Excerpted text:
Sekolah Menengah Kebangsaan Taman Melawati (SMKTM) (Taman Melawati National Secondary School) is a co-educational secondary school located in Taman Melawati, Gombak, Selangor, 20 km from the centre of Kuala Lumpur . The school has outperformed other high schools within the Gombak district in annual rankings of academic performance. Top scorers in the SPM (Malaysian Certificate of Education) national examinations make up the school's alumni, and will typically be awarded a full scholarship from the government to pursue their tertiary studies.

The school has participated in events such as marching competitions, choir competitions, drama competitions and debate tournaments. 

SMKTM has a student body of approximately 1800 pupils, aged between 13-17 years. Due to space constraints, classes are divided into two sessions, with the first session of classes running in the mornings (Forms 3, 4, and 5 ) and the second in the afternoons (Form 1 and 2). There are 12 classrooms in every form, with an average of 35 students in each class.

History
1991
The school was established with 2 blocks of buildings, Block C and Block D, and a canteen with the number of students at 403.

1994
The third block, Block B, was opened to accommodate the number of students.

1998
A Surau was built for students to perform their prayers. 

2001
The school hall was built with the cost of RM1.8 million.

2003
Two new blocks were built, Block A and Block E

2010
The sixth block, Frangipani, was opened, housing a second art studio and one Sixth Form classroom.

School Administration

Co-Curriculum
Students join three co-curricular activities (clubs, sports/games, uniformed society) which meet every week starting from early in the year until the end of first term in June. Additional meetings may be held in the second term with agreement from the supervising teacher.

Clubs
Academic
Malay Language Club
English Club
Mathematics Club
History club
Science club
Islam Club
Innovation club
Arabic Language club
Art Club
Tamil Language club
French Language Club 

Non-academic
Culture club
School cooperation club
Photography
Taekwando club
Choir Club
Charity Club
Form 6 club
SLAD
Crime Prevention Club
Environmental Club
Drama Club

Sports/Games
Sepak Takraw
Football
Netball
Ping Pong
Softball
Athletics club
Chess
Volleyball
Badminton
Football
Golf
Handball
Bowling

Uniformed societies
Scouts 
Girl Guides
Police Cadets
Youth cadets (KRS)
Seni Silat Gayong
Fire Brigade Cadets (Kadet Bomba)
Persatuan Kadet Bersatu Malaysia (PKBM)
Puteri Islamic

Facilities
The school consists of six main blocks and other facilities as follows :
School Hall
Library with a computer room
School Mosque                                                                                              
Two parking lots for cars, motorbikes, and bicycles
Basketball, volleyball, and badminton courts
A field
Six General Science laboratories
Two Chemistry laboratories
Two Physics laboratories
Two Biology laboratories
Two Art studios

School magazine
The school magazine, Persada, has been published annually since 1995.

Provided material:
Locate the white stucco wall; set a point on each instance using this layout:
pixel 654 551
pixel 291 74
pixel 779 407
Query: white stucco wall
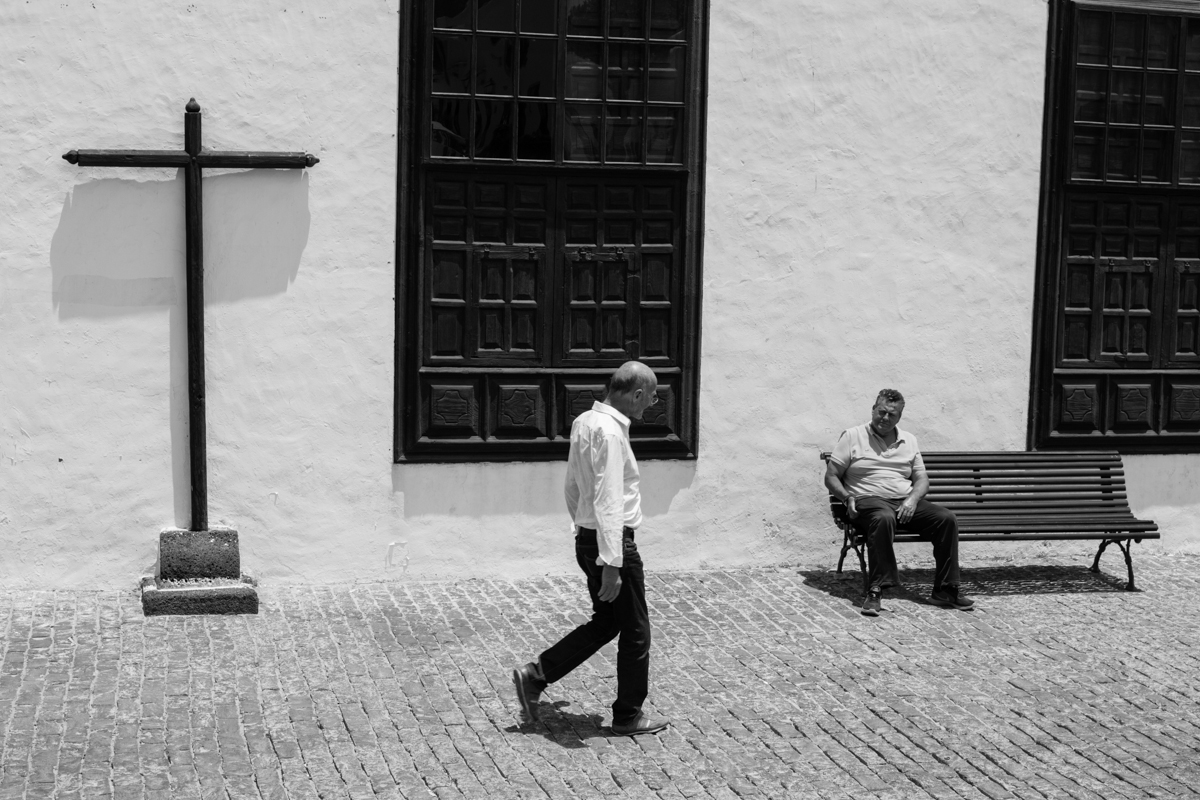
pixel 871 209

What you will do:
a. Using the SMKTM text, answer these questions:
(i) How many students did the school have when it was established in 1991?
(ii) What did it cost to build the school hall?
(iii) What is the name of the school magazine, and since what year has it been published?
b. Return the portion of the SMKTM text starting with "SMKTM has a" and going on through "of RM1.8 million.".

Numbered responses:
a.
(i) 403
(ii) RM1.8 million
(iii) Persada, published annually since 1995

b.
SMKTM has a student body of approximately 1800 pupils, aged between 13-17 years. Due to space constraints, classes are divided into two sessions, with the first session of classes running in the mornings (Forms 3, 4, and 5 ) and the second in the afternoons (Form 1 and 2). There are 12 classrooms in every form, with an average of 35 students in each class.

History
1991
The school was established with 2 blocks of buildings, Block C and Block D, and a canteen with the number of students at 403.

1994
The third block, Block B, was opened to accommodate the number of students.

1998
A Surau was built for students to perform their prayers. 

2001
The school hall was built with the cost of RM1.8 million.